Thursday, August 28, 2008

How (not) to be creative in English Comprehension

Sometimes, I think God has a strange sense of humour. Here I am, a writer by profession, with a son who can't write to save his life. It's like David Beckham's son having two left feet. Not that I'm comparing myself with David Beckham. Ok, now that's confusing. Anyway, you know what I mean.

It's funny, considering we speak English at home and Andre does read a fair number of books. (For those who are not aware, Andre is 7). But I've since realised that speaking and reading doesn't automatically translate into having a good grasp of the language. Maybe it has to do maturity. For instance, Andre is very literal. If he reads "nothing escaped his teacher's eyes", he thinks there could be something literally shooting out of the teacher's eyes, like in an alien movie.

══════════

Keep writing the blog post about the young son's trouble with English comprehension, starting right after its last sentence. Nothing in the data below matters here.

══════════

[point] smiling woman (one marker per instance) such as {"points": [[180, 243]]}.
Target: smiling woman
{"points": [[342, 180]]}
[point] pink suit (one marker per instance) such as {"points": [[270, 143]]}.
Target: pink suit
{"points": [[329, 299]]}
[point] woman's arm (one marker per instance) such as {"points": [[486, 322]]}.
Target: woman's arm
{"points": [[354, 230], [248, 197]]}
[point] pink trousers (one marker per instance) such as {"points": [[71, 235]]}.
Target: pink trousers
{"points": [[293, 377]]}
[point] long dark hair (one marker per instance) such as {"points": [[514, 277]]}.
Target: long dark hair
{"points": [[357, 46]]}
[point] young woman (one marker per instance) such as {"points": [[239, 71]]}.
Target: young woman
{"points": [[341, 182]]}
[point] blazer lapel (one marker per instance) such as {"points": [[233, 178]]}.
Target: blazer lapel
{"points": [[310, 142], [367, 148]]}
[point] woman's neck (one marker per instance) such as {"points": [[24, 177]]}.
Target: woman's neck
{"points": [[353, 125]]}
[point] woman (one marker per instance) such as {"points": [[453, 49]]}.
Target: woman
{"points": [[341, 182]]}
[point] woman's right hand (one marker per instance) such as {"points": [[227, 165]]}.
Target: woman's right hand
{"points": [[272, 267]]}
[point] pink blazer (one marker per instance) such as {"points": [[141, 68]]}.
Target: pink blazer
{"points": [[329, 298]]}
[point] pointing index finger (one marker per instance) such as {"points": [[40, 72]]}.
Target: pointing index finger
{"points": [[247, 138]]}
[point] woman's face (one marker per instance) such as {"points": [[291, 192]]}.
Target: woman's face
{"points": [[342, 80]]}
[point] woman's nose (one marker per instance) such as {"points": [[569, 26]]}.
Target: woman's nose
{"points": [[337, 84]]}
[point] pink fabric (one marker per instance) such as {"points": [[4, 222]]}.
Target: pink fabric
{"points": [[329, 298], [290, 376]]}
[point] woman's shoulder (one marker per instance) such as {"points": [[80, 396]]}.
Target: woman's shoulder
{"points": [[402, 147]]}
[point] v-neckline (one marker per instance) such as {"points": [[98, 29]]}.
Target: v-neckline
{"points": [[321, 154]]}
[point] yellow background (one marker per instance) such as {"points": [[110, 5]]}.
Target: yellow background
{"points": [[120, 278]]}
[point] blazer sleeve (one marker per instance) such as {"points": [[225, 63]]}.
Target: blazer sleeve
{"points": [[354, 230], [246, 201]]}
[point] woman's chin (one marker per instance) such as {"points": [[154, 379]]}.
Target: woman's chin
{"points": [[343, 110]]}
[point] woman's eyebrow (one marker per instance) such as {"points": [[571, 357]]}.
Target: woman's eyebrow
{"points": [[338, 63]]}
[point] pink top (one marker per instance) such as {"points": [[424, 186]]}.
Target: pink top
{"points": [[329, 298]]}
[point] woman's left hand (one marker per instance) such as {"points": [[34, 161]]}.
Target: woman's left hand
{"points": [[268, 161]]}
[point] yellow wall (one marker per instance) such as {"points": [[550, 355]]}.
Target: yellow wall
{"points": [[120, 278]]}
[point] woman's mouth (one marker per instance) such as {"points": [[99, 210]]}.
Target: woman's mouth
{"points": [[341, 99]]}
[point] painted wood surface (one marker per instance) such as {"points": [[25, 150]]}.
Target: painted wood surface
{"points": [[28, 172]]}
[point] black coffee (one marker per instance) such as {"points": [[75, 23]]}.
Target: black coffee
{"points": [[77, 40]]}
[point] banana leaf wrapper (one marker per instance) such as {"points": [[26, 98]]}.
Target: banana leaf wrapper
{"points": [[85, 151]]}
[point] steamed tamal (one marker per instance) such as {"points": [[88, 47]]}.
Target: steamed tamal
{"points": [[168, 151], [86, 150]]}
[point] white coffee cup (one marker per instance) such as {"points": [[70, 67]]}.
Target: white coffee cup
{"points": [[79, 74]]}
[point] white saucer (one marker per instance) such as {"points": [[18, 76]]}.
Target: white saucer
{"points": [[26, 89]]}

══════════

Result below.
It probably also have to do with the fact that Andre's attention span is all of 2 minutes. In a typical primary 2 exam paper, you have something like 8 pages of exercises before you finally reach the much dreaded open-ended comprehension questions. Here's where many kids stumble but for Andre, it's not just a problem with comprehension, it's compounded by the fact that he is already very bored and wants to finish up the paper NOW. So throwing all caution to the wind, he will proceed to answer questions not by trying to understand the passage but by harnessing his extremely creative powers (honed from many hours of tv and computer games).

There was a mock test paper he did in school about a boy called Pipo who saved the day by using his intelligence. The last question was: "What kind of boy do you think Pipo is and why?" Andre's answer: "I think Pipo is a hippo because it rhymes with Pipo."

Another passage talked about the five senses - sight, hearing, touch, smell and taste. One of the questions was: "How do you know it is cooler in an air-conditioned room?" Andre: "You can see the air-conditioner is on in the room."

And sometimes, just for fun, the paper will throw in one of their favourite types of questions: "What word in the passage has the same meaning as 'lively'?" The correct answer was "energetic" but Andre had no idea what energetic meant. Heck, he couldn't even remember what lively meant. So he wrote: "The word is 'the'."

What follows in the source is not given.